Work item:
Give a single number in reply. It is the count of lines below that contain the string "after".

Records shown:
• • • • •

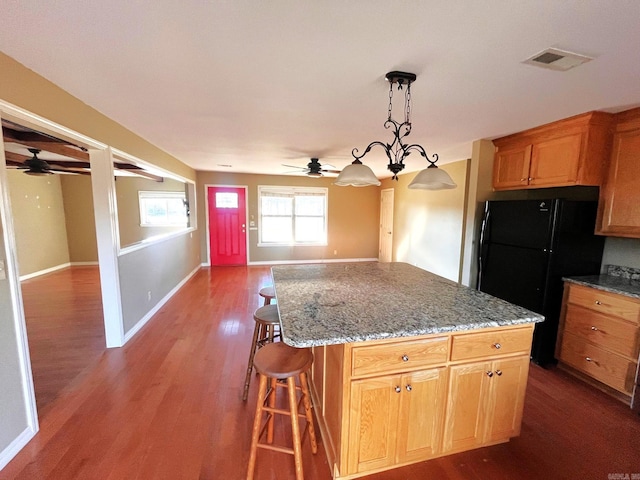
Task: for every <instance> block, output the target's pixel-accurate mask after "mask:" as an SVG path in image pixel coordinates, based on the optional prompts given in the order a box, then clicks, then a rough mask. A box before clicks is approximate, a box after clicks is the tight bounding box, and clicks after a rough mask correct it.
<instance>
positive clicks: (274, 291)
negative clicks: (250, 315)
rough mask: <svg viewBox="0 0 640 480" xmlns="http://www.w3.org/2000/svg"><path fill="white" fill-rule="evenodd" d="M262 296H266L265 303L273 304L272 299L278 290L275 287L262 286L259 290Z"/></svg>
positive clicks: (274, 295) (267, 304)
mask: <svg viewBox="0 0 640 480" xmlns="http://www.w3.org/2000/svg"><path fill="white" fill-rule="evenodd" d="M258 295H260V296H261V297H262V298H264V304H265V305H271V300H273V299H274V298H275V296H276V291H275V289H274V288H273V287H262V288H261V289H260V291H259V292H258Z"/></svg>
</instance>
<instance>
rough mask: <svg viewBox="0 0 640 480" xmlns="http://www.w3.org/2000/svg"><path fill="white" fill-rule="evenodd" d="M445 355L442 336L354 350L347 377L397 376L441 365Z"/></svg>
mask: <svg viewBox="0 0 640 480" xmlns="http://www.w3.org/2000/svg"><path fill="white" fill-rule="evenodd" d="M448 353H449V349H448V339H447V338H446V337H437V338H428V339H424V340H415V341H404V342H394V343H387V344H381V345H367V346H362V347H354V348H353V350H352V352H351V355H352V361H351V374H352V375H353V376H359V375H367V374H370V373H397V372H403V371H409V370H415V369H417V368H421V367H423V366H427V365H436V364H444V363H446V361H447V357H448Z"/></svg>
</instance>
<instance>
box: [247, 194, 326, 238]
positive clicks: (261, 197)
mask: <svg viewBox="0 0 640 480" xmlns="http://www.w3.org/2000/svg"><path fill="white" fill-rule="evenodd" d="M263 192H272V193H280V194H284V195H292V196H294V198H295V194H296V193H304V194H306V195H309V194H311V195H313V194H315V195H317V196H320V197H322V198H323V199H324V216H323V220H324V238H323V239H322V240H321V241H315V242H296V241H295V239H294V240H293V241H291V242H263V241H262V194H263ZM300 216H301V217H303V215H300ZM291 218H292V219H293V224H292V226H293V229H294V231H295V218H296V214H295V200H294V205H293V209H292V214H291ZM328 230H329V189H328V188H327V187H299V186H298V187H288V186H274V185H258V247H326V246H327V245H328V244H329V243H328V242H329V231H328Z"/></svg>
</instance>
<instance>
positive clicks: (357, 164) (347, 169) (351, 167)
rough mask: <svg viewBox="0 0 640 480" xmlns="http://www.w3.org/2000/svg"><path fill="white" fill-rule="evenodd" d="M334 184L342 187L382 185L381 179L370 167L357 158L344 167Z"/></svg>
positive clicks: (358, 186)
mask: <svg viewBox="0 0 640 480" xmlns="http://www.w3.org/2000/svg"><path fill="white" fill-rule="evenodd" d="M356 162H357V163H356ZM333 184H334V185H338V186H340V187H347V186H352V187H368V186H370V185H375V186H378V185H380V180H378V178H377V177H376V176H375V174H374V173H373V171H372V170H371V169H370V168H369V167H367V166H366V165H363V164H362V163H361V162H359V161H357V160H356V161H355V162H353V163H352V164H351V165H347V166H346V167H344V168H343V169H342V171H341V172H340V175H338V178H336V181H335V182H333Z"/></svg>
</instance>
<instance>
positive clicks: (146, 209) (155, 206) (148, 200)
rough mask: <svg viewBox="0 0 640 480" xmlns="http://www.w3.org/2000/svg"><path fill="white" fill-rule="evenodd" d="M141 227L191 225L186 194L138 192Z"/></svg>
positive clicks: (177, 226)
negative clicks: (189, 220) (188, 224)
mask: <svg viewBox="0 0 640 480" xmlns="http://www.w3.org/2000/svg"><path fill="white" fill-rule="evenodd" d="M138 201H139V203H140V225H141V226H143V227H180V226H187V225H188V224H189V212H188V203H187V198H186V195H185V192H144V191H139V192H138Z"/></svg>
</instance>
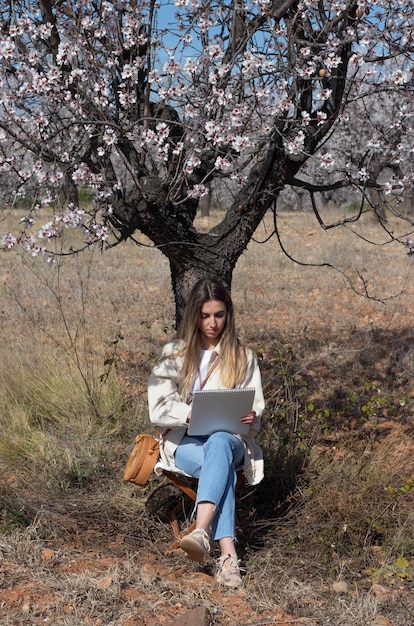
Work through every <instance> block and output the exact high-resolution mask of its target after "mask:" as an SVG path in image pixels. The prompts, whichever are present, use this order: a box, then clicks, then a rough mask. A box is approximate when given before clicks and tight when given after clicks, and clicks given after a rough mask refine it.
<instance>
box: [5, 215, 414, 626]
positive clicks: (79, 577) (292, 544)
mask: <svg viewBox="0 0 414 626" xmlns="http://www.w3.org/2000/svg"><path fill="white" fill-rule="evenodd" d="M331 217H332V218H333V216H331ZM217 218H218V216H217V215H214V214H213V216H212V217H211V218H209V220H206V219H203V220H202V221H200V227H201V228H208V227H209V226H211V225H212V223H213V222H214V220H215V219H217ZM280 222H281V236H282V240H283V242H284V244H285V246H286V248H287V250H288V252H289V254H292V255H293V256H295V258H297V259H298V260H300V261H302V262H313V263H316V262H324V263H330V264H332V265H334V266H336V267H338V268H340V269H341V270H342V271H344V272H345V273H346V276H347V279H350V280H352V281H353V286H354V288H355V289H357V290H361V289H363V288H364V284H363V282H362V280H361V276H363V278H364V279H365V280H368V291H369V293H370V295H372V296H373V297H375V298H377V299H376V300H369V299H366V298H362V297H359V296H357V295H356V294H355V292H354V291H353V290H352V288H351V287H350V284H349V282H347V279H345V278H344V275H343V274H341V273H339V272H337V271H334V270H332V269H329V268H327V267H323V268H316V267H310V266H299V265H295V264H293V263H292V262H291V261H290V260H289V259H287V258H286V256H285V255H284V254H283V253H282V252H281V251H280V249H279V248H278V246H277V245H276V242H275V243H274V244H273V245H272V242H271V243H269V244H267V245H264V246H262V245H259V244H258V243H256V242H254V241H252V242H251V244H250V245H249V248H248V250H247V251H246V252H245V254H244V255H243V256H242V258H241V259H240V262H239V264H238V266H237V268H236V271H235V275H234V282H233V297H234V300H235V304H236V309H237V312H238V321H239V326H240V329H241V334H242V336H243V337H244V338H245V339H246V340H247V341H249V342H250V343H251V344H252V345H253V347H254V348H255V350H256V351H257V354H258V356H259V358H260V361H261V367H262V371H263V379H264V386H265V392H266V397H267V407H268V408H267V412H266V420H265V426H264V428H263V432H262V433H261V443H262V445H263V448H264V450H265V454H266V466H267V472H266V478H265V480H264V482H263V483H262V484H261V485H260V486H259V487H258V488H256V489H255V490H247V491H246V492H245V493H243V494H242V496H243V497H242V499H241V501H240V504H239V506H240V512H241V515H242V517H243V519H244V522H245V525H246V527H247V530H248V532H249V535H250V542H249V544H248V545H247V546H245V548H244V552H243V558H244V560H245V562H246V565H247V573H246V578H245V580H246V584H245V589H246V595H245V600H243V602H245V604H242V600H241V599H240V598H239V604H240V603H241V604H240V605H239V606H237V603H236V604H231V602H232V601H231V599H230V598H229V597H226V596H223V595H220V594H218V592H216V591H214V586H211V584H210V583H209V578H207V577H204V578H200V574H199V571H198V570H199V568H198V567H197V566H195V565H193V564H191V563H184V564H183V561H182V558H181V556H180V555H176V554H173V555H168V556H165V555H164V547H165V545H166V544H167V543H168V537H169V535H168V533H169V529H168V527H167V526H166V525H165V524H164V523H163V521H162V515H163V513H164V510H165V505H166V500H168V501H170V499H171V493H170V491H169V490H168V489H167V488H165V490H164V488H163V489H162V490H160V491H158V492H157V493H156V495H154V496H153V498H152V499H151V498H150V500H149V503H150V504H149V505H148V507H146V506H145V502H146V500H147V499H148V497H149V496H150V494H151V493H152V492H153V491H154V490H155V487H156V486H158V484H159V483H158V481H157V480H155V481H152V482H151V483H150V485H149V486H148V487H147V488H146V489H144V490H138V489H136V488H134V487H132V486H130V485H124V484H123V482H122V470H123V466H124V463H125V461H126V458H127V453H128V451H129V449H130V446H131V443H132V440H133V437H134V435H135V434H136V433H137V432H139V431H142V430H145V429H147V428H150V426H149V425H148V422H147V417H146V395H145V393H146V380H147V376H148V373H149V371H150V369H151V365H152V362H153V359H154V358H155V356H156V355H157V354H158V353H159V351H160V348H161V346H162V344H163V343H164V342H165V341H166V339H167V338H168V337H169V336H170V334H171V333H172V328H173V323H174V309H173V298H172V292H171V287H170V279H169V272H168V263H167V261H166V260H165V259H164V258H163V257H162V255H161V254H160V253H159V252H158V251H156V250H153V249H150V248H148V247H141V248H138V247H137V246H135V245H133V244H131V243H127V244H125V245H123V246H122V247H118V248H116V249H113V250H111V251H110V252H108V253H105V254H100V253H97V252H94V253H87V254H85V255H83V256H79V257H73V258H69V259H66V260H65V261H64V263H62V264H60V265H55V266H54V267H51V266H49V265H48V266H46V265H44V264H43V263H42V262H41V261H39V260H36V259H27V258H24V257H16V256H15V255H14V254H11V253H3V257H2V261H3V263H2V270H1V274H2V284H3V289H2V291H1V292H0V304H1V308H0V310H1V316H2V320H1V321H2V326H1V328H2V331H1V332H2V337H1V338H2V346H3V350H2V356H1V359H0V408H1V413H0V433H1V434H0V475H1V478H2V487H0V496H1V498H2V512H1V516H0V530H1V533H2V534H1V535H0V552H1V554H2V557H3V560H2V561H0V576H1V577H2V578H0V581H2V582H1V585H2V587H3V592H2V594H3V596H4V597H5V598H6V600H5V601H4V604H3V608H1V609H0V621H1V623H2V624H3V623H4V624H5V625H11V624H19V625H20V624H22V625H24V624H27V625H29V624H30V625H31V626H32V625H34V624H40V623H45V622H46V623H47V622H49V623H53V624H54V625H58V624H59V625H62V626H69V625H72V624H73V625H75V624H76V625H78V624H83V623H85V624H86V623H92V624H97V625H98V624H104V625H106V626H109V625H112V624H114V625H115V624H116V625H120V624H125V625H127V624H128V626H129V625H130V624H143V625H145V624H147V623H150V620H152V623H157V624H164V623H165V624H168V623H172V621H173V619H174V616H175V615H176V614H177V613H180V612H183V611H184V610H185V608H186V607H192V606H197V605H198V604H200V602H203V603H205V604H207V606H208V607H209V608H210V610H211V613H212V615H213V616H214V623H215V624H223V625H224V624H234V623H236V622H238V623H239V624H240V626H244V625H246V626H247V624H259V623H263V624H264V623H268V624H273V623H277V622H276V621H273V618H274V619H276V617H275V616H276V615H277V614H278V612H279V610H280V608H281V609H283V610H284V611H286V612H287V613H290V614H293V615H295V616H297V617H298V618H299V617H302V618H303V619H305V618H306V620H308V621H307V622H306V623H309V624H315V625H316V624H318V625H326V626H327V625H329V624H332V625H335V626H363V625H366V624H378V625H379V624H380V621H378V620H380V618H381V616H382V617H383V619H385V617H387V618H389V619H390V620H391V624H392V625H393V626H409V625H411V624H412V622H413V616H414V604H413V600H412V584H413V583H412V580H411V579H412V573H413V553H414V546H413V537H414V519H413V513H412V511H413V491H414V490H413V489H411V482H410V479H412V477H413V475H414V463H413V458H414V440H413V428H412V427H413V399H414V386H413V371H414V363H413V354H414V351H413V346H414V341H413V333H412V327H411V326H412V325H411V315H410V311H411V302H412V297H413V287H412V273H413V269H414V265H413V259H411V258H409V257H408V256H407V255H406V254H405V252H404V248H403V246H402V245H399V244H397V243H394V244H391V245H388V246H383V245H379V246H374V247H373V246H371V245H369V244H367V243H365V242H364V241H363V240H362V239H360V238H359V239H358V238H356V237H355V236H354V235H352V233H350V232H349V231H347V230H345V229H341V230H335V231H327V232H323V231H321V230H320V229H319V228H318V226H317V224H316V223H315V220H314V219H312V217H311V216H310V215H308V214H296V213H291V214H288V213H286V214H284V215H282V216H281V218H280ZM392 227H393V228H394V230H395V232H396V230H397V228H398V227H397V225H392ZM358 228H359V229H360V234H362V235H363V236H364V237H366V238H369V239H372V240H375V241H376V242H378V243H380V244H382V243H383V241H384V239H385V238H384V234H383V231H382V229H381V228H380V227H379V226H378V225H376V224H375V223H374V222H372V221H371V220H370V219H369V218H368V216H366V217H365V218H364V221H363V222H362V223H361V224H360V226H359V227H358ZM271 229H272V223H271V220H270V218H269V219H268V220H266V223H264V224H263V225H262V226H261V227H260V229H259V230H258V232H257V233H256V237H255V238H256V240H262V239H264V238H265V237H266V236H267V235H268V234H269V232H270V231H271ZM400 234H403V233H402V231H401V233H400ZM365 286H366V285H365ZM383 298H390V299H387V300H385V302H380V301H379V300H381V299H383ZM154 541H155V544H154ZM45 551H46V552H45ZM48 551H50V552H48ZM203 576H204V574H203ZM338 581H341V582H346V583H347V585H348V588H347V591H346V592H343V593H335V592H334V591H333V587H332V585H333V584H334V583H335V582H338ZM13 590H14V591H15V592H16V598H17V599H15V601H14V603H13V597H14V596H13V595H12V592H13ZM384 590H385V591H384ZM410 593H411V595H410ZM4 594H5V595H4ZM19 598H20V599H19ZM226 598H227V599H226ZM134 619H135V620H136V621H133V620H134ZM147 620H148V621H147ZM154 620H155V622H154ZM383 623H385V622H383Z"/></svg>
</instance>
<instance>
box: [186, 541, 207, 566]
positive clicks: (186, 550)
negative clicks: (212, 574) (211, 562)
mask: <svg viewBox="0 0 414 626" xmlns="http://www.w3.org/2000/svg"><path fill="white" fill-rule="evenodd" d="M180 548H181V549H182V550H184V552H185V553H186V556H187V558H188V559H191V560H192V561H196V563H205V562H206V557H207V554H208V550H205V549H203V548H202V546H200V544H199V543H198V542H197V541H195V540H194V539H193V538H192V537H190V536H189V535H188V536H187V537H183V538H182V539H181V543H180Z"/></svg>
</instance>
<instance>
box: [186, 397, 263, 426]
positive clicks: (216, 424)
mask: <svg viewBox="0 0 414 626" xmlns="http://www.w3.org/2000/svg"><path fill="white" fill-rule="evenodd" d="M254 393H255V390H254V388H251V387H247V388H244V389H203V390H201V391H195V392H194V395H193V402H192V408H191V419H190V423H189V425H188V430H187V432H188V434H189V435H211V434H212V433H215V432H217V431H224V432H227V433H233V434H234V435H247V433H248V432H249V428H250V426H249V424H242V423H241V421H240V419H241V418H242V417H243V415H246V413H249V412H250V411H251V410H252V407H253V400H254Z"/></svg>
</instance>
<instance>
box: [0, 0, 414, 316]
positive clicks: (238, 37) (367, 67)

• • • • •

Solution to this problem:
2